▶ [Do this] Below is a listing; copy all of it exactly.

[Begin Input material]

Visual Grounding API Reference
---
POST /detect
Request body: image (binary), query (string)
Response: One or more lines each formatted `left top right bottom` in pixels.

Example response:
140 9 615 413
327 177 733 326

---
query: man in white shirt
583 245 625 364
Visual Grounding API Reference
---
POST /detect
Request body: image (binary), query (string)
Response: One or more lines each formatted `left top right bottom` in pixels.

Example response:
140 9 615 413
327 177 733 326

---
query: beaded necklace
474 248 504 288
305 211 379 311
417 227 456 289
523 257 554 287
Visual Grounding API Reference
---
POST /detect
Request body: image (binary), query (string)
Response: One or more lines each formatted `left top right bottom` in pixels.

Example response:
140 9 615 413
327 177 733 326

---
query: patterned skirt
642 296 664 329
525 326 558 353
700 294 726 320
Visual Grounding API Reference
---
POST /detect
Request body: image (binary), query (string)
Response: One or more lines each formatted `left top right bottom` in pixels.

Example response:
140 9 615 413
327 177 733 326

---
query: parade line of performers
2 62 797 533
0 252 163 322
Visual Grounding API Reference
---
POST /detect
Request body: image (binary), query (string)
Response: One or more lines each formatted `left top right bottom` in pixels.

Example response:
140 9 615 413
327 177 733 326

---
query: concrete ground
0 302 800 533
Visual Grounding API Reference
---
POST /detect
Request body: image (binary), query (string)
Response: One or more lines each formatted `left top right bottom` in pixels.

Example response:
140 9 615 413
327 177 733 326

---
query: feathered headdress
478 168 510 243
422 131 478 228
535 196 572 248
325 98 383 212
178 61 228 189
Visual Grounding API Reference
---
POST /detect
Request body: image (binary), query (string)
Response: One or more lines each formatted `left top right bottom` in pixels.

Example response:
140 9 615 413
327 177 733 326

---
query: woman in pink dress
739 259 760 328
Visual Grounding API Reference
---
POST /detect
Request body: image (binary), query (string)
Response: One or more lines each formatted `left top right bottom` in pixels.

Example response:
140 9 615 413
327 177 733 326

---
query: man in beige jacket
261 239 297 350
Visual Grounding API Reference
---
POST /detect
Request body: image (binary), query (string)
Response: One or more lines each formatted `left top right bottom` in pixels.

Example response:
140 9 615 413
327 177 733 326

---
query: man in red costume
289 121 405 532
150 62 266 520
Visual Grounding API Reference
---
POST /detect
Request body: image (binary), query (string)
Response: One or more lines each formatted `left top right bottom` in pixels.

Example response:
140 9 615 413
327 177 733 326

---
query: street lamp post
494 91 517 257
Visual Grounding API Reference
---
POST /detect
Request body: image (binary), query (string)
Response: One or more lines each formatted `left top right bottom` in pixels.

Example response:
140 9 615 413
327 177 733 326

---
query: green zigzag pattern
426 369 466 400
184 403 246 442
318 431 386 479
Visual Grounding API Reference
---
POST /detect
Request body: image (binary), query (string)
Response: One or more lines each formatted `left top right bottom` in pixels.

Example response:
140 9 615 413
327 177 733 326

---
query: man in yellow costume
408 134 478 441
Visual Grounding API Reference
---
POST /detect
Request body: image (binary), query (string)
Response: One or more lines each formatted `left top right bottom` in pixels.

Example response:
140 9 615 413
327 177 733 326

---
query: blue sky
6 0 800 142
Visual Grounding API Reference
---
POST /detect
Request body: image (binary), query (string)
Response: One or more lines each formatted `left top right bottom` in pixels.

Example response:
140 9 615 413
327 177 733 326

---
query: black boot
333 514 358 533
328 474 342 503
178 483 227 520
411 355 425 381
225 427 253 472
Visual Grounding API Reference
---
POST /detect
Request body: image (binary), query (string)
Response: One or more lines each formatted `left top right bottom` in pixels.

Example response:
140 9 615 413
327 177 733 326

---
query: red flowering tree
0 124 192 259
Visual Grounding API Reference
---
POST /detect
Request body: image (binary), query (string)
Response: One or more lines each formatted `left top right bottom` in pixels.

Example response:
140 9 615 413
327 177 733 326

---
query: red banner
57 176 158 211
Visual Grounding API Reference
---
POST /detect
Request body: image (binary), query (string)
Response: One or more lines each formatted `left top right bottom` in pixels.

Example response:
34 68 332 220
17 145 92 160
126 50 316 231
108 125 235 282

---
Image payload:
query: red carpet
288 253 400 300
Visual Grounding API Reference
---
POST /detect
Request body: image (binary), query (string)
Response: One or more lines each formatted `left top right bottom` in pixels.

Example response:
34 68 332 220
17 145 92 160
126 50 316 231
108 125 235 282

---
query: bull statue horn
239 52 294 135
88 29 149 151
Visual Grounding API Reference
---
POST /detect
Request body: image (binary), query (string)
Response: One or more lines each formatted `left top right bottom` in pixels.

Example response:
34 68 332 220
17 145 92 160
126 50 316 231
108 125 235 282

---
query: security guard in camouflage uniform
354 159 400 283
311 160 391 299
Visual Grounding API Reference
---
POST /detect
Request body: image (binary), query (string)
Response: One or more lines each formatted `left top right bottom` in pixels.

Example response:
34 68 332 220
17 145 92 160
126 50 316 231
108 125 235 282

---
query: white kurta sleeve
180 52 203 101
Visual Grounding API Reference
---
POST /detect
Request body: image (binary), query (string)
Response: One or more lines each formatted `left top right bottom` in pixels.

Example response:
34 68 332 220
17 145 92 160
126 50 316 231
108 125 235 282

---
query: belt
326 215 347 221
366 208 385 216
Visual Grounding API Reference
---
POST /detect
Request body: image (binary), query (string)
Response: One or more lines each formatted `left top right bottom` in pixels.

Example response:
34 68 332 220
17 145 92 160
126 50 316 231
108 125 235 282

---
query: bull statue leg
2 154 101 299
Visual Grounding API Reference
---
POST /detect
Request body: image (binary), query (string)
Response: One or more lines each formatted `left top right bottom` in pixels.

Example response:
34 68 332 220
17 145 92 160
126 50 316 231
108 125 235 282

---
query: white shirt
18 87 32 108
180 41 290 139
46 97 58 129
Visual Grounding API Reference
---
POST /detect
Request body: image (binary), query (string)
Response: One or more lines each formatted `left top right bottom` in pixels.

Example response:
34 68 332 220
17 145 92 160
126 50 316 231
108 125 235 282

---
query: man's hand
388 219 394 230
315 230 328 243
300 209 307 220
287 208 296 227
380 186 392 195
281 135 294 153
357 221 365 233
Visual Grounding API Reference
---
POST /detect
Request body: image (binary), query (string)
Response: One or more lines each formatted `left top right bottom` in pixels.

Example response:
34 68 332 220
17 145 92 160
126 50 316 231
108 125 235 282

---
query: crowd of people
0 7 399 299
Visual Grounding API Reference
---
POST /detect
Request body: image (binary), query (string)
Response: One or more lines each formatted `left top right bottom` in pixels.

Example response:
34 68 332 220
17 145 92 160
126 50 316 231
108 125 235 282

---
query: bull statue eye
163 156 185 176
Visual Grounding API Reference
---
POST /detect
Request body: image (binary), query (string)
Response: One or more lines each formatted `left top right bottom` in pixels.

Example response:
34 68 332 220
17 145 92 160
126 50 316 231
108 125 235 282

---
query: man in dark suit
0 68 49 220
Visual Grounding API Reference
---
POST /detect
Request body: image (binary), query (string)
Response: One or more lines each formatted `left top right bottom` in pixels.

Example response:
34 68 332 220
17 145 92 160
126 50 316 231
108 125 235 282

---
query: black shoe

[End Input material]

▶ [Output for this task]
Visual Grounding API Reference
---
POST /detect
Request body: image (binary), query (string)
Response: One or more lines each formatted `left top right bottom` in pixels.

Example response:
140 9 615 413
327 177 733 326

---
query: man in white shirt
583 245 625 364
Visual Grounding API Reference
---
POST /detect
Request body: image (binary), query (string)
Response: One or more lines each formatted `left top right bottom` in pixels.

Example response:
140 9 615 413
327 177 733 326

---
query: beaded necklace
474 248 504 288
305 211 379 311
417 227 456 289
523 257 554 287
Visual Grounding API Reference
---
POST /detect
Request body: image (binary), query (string)
Response: One or more lines each formatted `left top right bottom` in pixels.

Example response:
140 9 615 413
327 177 733 326

---
query: patterned skirt
642 296 664 329
525 326 558 353
700 294 726 320
Visual Grounding API Reference
---
POST /detect
Request body: image (binary), query (string)
Response: One or more lines each formatted `left top right bottom` in pixels.

Example response:
140 9 615 413
327 177 733 326

---
query: parade line of performers
2 62 797 533
0 252 163 322
Visual Grounding API Reference
---
POST /detect
Request body: image (binary), query (string)
Response: One or more lines each formatted `left top right bottom` in pixels.

Example response:
140 9 615 413
327 177 733 326

---
query: concrete ground
0 302 800 533
Visual Grounding API Reference
---
POST /detect
Request body: image (binary), query (string)
Response: One or more lines each formatted `left top right bottom` in pixels.

Example response:
140 9 615 413
327 177 733 326

---
query: feathered headdress
478 168 510 243
422 131 478 228
535 196 572 248
325 98 383 212
178 61 228 189
Visual Grounding API Reference
---
POST /detect
Request body: image (binary), query (string)
Response: One or more lines each formatted `left top right bottom` in pixels.

Example response:
140 9 615 413
327 177 733 326

---
query: woman in pink dress
739 259 760 328
Visual Grounding API Reference
---
POST /detect
Request body: image (binary), query (string)
Response: One or more lines each formatted `left top right bottom` in pixels.

Example response:
140 9 615 413
327 177 733 326

---
query: man in beige jacket
261 239 297 350
Visual Grounding API Reference
---
POST /detect
Request body: image (binary), query (string)
Response: One or more lines each formatted `left top right bottom` in pixels.

Example response:
140 9 615 413
327 177 733 326

---
query: man in red costume
289 121 405 532
150 62 266 520
Visual Grounding API Reference
---
POST /detect
Request body: image (binary), query (string)
Response: One or more lines each formatted `left top right bottom` in pixels.

Example response:
140 9 615 413
327 177 733 326

---
query: street lamp post
494 91 517 257
Visual Grounding API Reference
---
POST /detect
Request body: image (binary), query (string)
Response: One or more lines each formatted `left top right bottom` in pixels.

Example response:
140 9 615 413
327 177 733 326

---
query: green zigzag pattern
426 369 466 400
184 403 246 442
318 431 386 479
Visual Grounding API Reference
---
POST /detect
Request body: image (binary), query (string)
Response: One or more lines each formatted `left top right bottom` in pixels.

Example response:
140 9 615 413
327 177 733 326

---
query: man in yellow costume
408 134 478 441
Visual Grounding API Reference
---
POST /detect
Request body: image (binary), query (string)
Response: One or more lines each formatted `left top right bottom` in pixels.

Example response:
140 9 615 413
327 177 733 326

---
query: blue sky
6 0 800 142
Visual Grounding API Reference
---
POST /detect
Request body: image (binary), query (string)
Response: One or more lines each formatted `left top right bottom` in pixels.

Example response:
140 9 615 413
327 177 733 326

---
query: black boot
333 514 358 533
328 474 342 503
178 483 227 520
411 355 425 381
225 427 253 472
Visual Grounding API Reference
---
POST /detect
Request body: image (binary), query (string)
Response: One or more lines each formatted `left top right bottom` in pixels.

Example response:
140 9 615 413
327 177 733 326

---
query: red flowering tree
0 124 192 259
Visual Grounding API Reference
---
POST /detect
Request body: image (binary), query (string)
Response: One or more lines each formatted `left top right bottom` in pixels.

Example response:
140 9 615 413
327 177 733 326

---
query: red banner
57 176 158 211
Visual Grounding API Reference
---
POST /detect
Request body: image (binary), query (string)
Response: One or more lines each formatted `left top right bottom` in pixels.

Example response:
34 68 332 220
17 145 92 160
126 50 316 231
108 125 235 282

---
Image payload:
query: red carpet
288 253 400 300
Visual Grounding API Reference
---
POST /detect
Request body: image (binary), query (string)
Response: One or more lines each formatted `left top right bottom` in pixels.

Example response:
34 68 332 220
17 145 92 160
126 50 316 231
108 125 235 282

---
query: bull statue horn
239 52 294 135
88 29 149 151
Visual Grounding API Reference
---
POST /detect
Request body: image (binary), query (string)
Response: One or more lines each formatted `left top right bottom` in pixels.

Example response:
34 68 332 220
17 145 92 160
126 50 316 231
108 125 235 282

---
query: security guard in camouflage uniform
354 159 400 283
311 160 391 299
Visual Grounding API Reference
---
POST /detect
Request body: image (binary), query (string)
Response: One or more lines each formatted `left top right bottom` in pixels.

Example response:
34 68 332 220
17 145 92 160
126 50 316 231
108 125 235 282

---
query: white kurta sleeve
180 52 203 101
Visual Grounding API Reference
---
POST /detect
Request body: image (binary), query (string)
Response: One or more lines each formatted `left top right bottom` in pixels.

Example response:
34 68 332 220
17 145 92 160
126 50 316 231
108 125 235 282

---
query: belt
326 215 347 221
366 208 385 216
Visual Grounding API Reference
---
POST /detect
Request body: image (binary), query (string)
Response: One or more lines each formatted `left top right bottom` in pixels.

Example response:
34 68 332 220
17 145 92 160
126 50 316 231
108 125 235 282

---
query: bull statue leg
2 154 101 299
Visual Grounding API Reference
---
POST /detect
Request body: image (binary), query (string)
Response: One or more lines each formatted `left top right bottom` in pixels.

Example response:
34 68 332 220
17 145 92 160
126 50 316 231
108 125 235 282

---
query: white shirt
18 87 32 108
180 41 290 139
46 97 58 129
Visual Grounding API Reference
---
POST /detect
Request body: image (binary), query (string)
Response: One or more lines each formatted `left top right bottom` in pixels.

Example response:
34 68 332 220
17 145 92 160
126 50 316 231
108 125 235 282

---
query: man's hand
388 219 394 230
315 230 328 243
300 209 307 220
287 208 296 227
380 186 392 195
281 135 294 153
357 221 365 233
Visual Grounding API Reference
---
POST /detect
Request body: image (binary), query (string)
Response: One or more lines each formatted `left top right bottom` in pixels.

Example response:
34 68 332 220
17 145 92 160
126 50 316 231
108 125 235 282

---
query: crowd of people
0 7 399 299
Visual Grounding API Reference
---
POST /detect
Request body: image (binary), query (string)
Response: One or more lines each formatted `left top right bottom` in pixels.

Example response:
34 68 332 220
17 145 92 160
126 50 316 231
108 125 235 282

---
query: bull statue eye
163 156 185 176
Visual Grounding API Reference
---
POST /detect
Request body: image (binary), query (string)
Response: One or more lines each formatted `left top right bottom` in pixels.

Example response:
34 68 332 220
17 145 92 160
126 50 316 231
108 125 235 282

---
query: man in dark suit
0 68 49 220
Visual Grounding API Reference
---
POST /detect
Request body: image (binary), query (string)
Response: One or more lines each formatted `left top right bottom` in pixels.

Example response:
34 68 332 220
17 145 92 160
126 50 316 231
108 125 235 282

---
query: black shoe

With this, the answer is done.